*Task to complete:*
The lines to copy run from the one containing "Could you spot the paved" to the end of the records below; repeat them exactly and include nothing else.

*Stored items from a collection:*
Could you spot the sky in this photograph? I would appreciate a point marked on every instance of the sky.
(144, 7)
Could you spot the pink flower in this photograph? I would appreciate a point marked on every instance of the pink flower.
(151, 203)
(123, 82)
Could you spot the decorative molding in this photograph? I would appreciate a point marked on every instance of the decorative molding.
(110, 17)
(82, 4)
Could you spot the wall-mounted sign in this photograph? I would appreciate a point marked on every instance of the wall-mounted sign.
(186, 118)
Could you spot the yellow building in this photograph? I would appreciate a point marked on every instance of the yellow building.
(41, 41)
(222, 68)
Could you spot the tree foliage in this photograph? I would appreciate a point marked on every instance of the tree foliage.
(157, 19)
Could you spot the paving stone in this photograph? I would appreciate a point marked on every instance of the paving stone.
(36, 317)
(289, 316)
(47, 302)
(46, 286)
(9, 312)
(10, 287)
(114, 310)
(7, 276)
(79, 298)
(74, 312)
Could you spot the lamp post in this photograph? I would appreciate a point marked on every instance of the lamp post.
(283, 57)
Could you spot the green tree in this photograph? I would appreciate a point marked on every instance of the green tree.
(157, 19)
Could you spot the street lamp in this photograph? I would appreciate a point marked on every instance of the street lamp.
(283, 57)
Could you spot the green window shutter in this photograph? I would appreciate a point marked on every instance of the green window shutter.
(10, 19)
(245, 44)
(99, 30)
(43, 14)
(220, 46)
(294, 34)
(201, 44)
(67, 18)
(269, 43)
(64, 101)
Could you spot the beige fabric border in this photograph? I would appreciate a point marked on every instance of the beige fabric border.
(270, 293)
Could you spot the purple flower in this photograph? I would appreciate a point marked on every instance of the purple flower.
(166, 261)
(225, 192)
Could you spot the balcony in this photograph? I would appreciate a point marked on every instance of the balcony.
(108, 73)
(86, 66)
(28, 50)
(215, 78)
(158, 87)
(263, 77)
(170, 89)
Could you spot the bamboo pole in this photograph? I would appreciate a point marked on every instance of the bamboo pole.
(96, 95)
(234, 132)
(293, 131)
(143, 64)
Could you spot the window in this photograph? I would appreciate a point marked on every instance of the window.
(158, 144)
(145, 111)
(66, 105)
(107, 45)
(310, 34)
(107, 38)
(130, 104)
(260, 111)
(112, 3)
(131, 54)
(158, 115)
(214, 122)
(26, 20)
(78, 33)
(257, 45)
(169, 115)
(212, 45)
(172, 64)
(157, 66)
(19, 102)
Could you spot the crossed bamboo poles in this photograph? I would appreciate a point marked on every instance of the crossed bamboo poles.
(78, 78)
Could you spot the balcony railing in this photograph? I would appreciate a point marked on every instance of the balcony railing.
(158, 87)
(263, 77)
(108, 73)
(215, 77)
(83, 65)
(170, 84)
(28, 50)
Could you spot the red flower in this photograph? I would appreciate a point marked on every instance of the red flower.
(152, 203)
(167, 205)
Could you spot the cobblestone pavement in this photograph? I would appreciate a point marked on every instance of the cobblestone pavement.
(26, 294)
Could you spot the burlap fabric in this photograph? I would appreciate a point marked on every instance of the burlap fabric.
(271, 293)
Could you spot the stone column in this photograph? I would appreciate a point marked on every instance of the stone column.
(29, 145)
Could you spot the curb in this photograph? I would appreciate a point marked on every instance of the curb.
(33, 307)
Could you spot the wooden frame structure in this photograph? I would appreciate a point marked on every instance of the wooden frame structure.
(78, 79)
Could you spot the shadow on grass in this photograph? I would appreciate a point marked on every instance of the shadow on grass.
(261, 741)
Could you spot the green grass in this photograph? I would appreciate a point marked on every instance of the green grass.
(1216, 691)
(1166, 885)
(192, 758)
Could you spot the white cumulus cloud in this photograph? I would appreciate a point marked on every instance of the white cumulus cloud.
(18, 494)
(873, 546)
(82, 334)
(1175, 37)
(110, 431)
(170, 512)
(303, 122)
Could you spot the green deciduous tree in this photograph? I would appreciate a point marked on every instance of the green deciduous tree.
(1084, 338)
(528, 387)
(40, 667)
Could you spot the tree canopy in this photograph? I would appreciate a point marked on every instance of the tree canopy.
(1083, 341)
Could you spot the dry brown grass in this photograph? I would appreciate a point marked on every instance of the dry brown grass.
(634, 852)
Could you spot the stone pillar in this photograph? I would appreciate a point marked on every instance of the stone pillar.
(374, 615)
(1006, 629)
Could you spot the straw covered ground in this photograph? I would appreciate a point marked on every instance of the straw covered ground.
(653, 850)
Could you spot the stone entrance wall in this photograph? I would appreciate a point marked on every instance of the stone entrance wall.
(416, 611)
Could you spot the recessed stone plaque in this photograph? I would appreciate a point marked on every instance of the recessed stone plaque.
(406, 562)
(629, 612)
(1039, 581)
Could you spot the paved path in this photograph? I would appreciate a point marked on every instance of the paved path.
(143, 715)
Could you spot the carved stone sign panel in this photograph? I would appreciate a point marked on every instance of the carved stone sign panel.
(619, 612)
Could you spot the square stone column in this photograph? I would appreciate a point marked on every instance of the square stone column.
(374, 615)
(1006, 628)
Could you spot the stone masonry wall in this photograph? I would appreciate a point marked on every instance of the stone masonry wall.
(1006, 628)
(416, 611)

*Solution to this exercise:*
Could you spot the paved path in this photograph? I would appreciate a point marked on every instance of the paved path.
(143, 715)
Could you spot the carved stone sign panel in this photograph? I would appreciate a point marked on every instance of the carved stone sign panel.
(619, 612)
Could you spot the square stone column in this photograph? I would appreciate a point marked on every instance of the square stone column.
(374, 615)
(1006, 628)
Could you spot the stone masonry wall in this photograph? I would appreciate a point marked on every instance of the stone masonry wall.
(1006, 628)
(416, 611)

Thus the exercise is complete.